[PROBLEM DESCRIPTION]: Reproduce the passage of the TrojAI detector instructions from "Two pipelines configure" up to and including "in details below.", word for word.

[DOCUMENT EXTRACT]:
To enable all option for TrojAI round 17, place the Drebbin dataset in the ?? directory. Also, do x,y,z?

Running the code outside the Singularity container

Two pipelines configure and infer are implemented. The configure prepares the dependencies whereas infer runs the poison model detector. The default configuration outside of Singularity container can be run as described below.

(1) python entrypoint.py configure --metaparameters_filepath ./metaparameters.json --schema_filepath ./metaparameters_schema.json --learned_parameters_dirpath ./learned_parameters/

(2) python entrypoint.py infer --model_filepath ./models/id-00000001/model.pt --result_filepath ./scratch/result.txt --scratch_dirpath ./scratch --examples_dirpath ./models/id-00000001/clean-example-data --metaparameters_filepath ./metaparameters.json --schema_filepath ./metaparameters_schema.json --round_training_dataset_dirpath ./ --learned_parameters_dirpath ./learned_parameters

These steps are described in details below.

(1) Run configure outside of Singularity container

The configure mode must be run first with a minimum setup. It will copy the reference model to the container.

python entrypoint.py configure --metaparameters_filepath ./metaparameters.json --schema_filepath ./metaparameters_schema.json --learned_parameters_dirpath ./learned_parameters/

In case Drebbin and Poison datasets exist, the configure mode will copy them to the container, train a surrogate random forest model and get the feature importance, generate adversarial examples and compute statistics for the reference model. Set up the --drebbin_dataset_dirpath and --poison_dataset_path accordingly with appropriate paths. To process these datasets, metaparameters infer_drebbin_dataset_exist and infer_poison_dataset_exist must be set to true. Set also to true metaparameter train_random_forest_feature_importance to generate feature importance vector, metaparameter infer_calc_drebbin_adv to generate drebbin adversarial examples and metaparameter infer_generate_statistics to calculate statistics for the reference model.

python entrypoint.py configure --metaparameters_filepath ./metaparameters.json --schema_filepath ./metaparameters_schema.json --learned_parameters_dirpath ./learned_parameters/ --drebbin_dataset_dirpath ~/cyber-apk-nov2023-vectorized-drebin --poison_dataset_path ~/poison_data/

(2) Run inference outside of Singularity container

python entrypoint.py infer --model_filepath ./models/id-00000001/model.pt --result_filepath ./scratch/result.txt --scratch_dirpath ./scratch --examples_dirpath ./models/id-00000001/clean-example-data --metaparameters_filepath ./metaparameters.json --schema_filepath ./metaparameters_schema.json --round_training_dataset_dirpath ./ --learned_parameters_dirpath ./learned_parameters

Build a new container

This option is needed in case you want to submit your code to TrojAI test server to evaluate your results. Set the metaparameter infer_platform to test_server.

sudo singularity build --force ./cyber-apk-nov2023_sts_cosjac_public.simg

Container usage: Inferencing Mode

This option is needed in case you want to submit your code to TrojAI test server to evaluate your results.

[RAW DATA]:
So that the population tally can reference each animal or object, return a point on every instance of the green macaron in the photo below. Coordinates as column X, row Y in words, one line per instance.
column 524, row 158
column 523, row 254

[RESULT FOR THIS EXERCISE]:
Two pipelines configure and infer are implemented. The configure prepares the dependencies whereas infer runs the poison model detector. The default configuration outside of Singularity container can be run as described below.

(1) python entrypoint.py configure --metaparameters_filepath ./metaparameters.json --schema_filepath ./metaparameters_schema.json --learned_parameters_dirpath ./learned_parameters/

(2) python entrypoint.py infer --model_filepath ./models/id-00000001/model.pt --result_filepath ./scratch/result.txt --scratch_dirpath ./scratch --examples_dirpath ./models/id-00000001/clean-example-data --metaparameters_filepath ./metaparameters.json --schema_filepath ./metaparameters_schema.json --round_training_dataset_dirpath ./ --learned_parameters_dirpath ./learned_parameters

These steps are described in details below.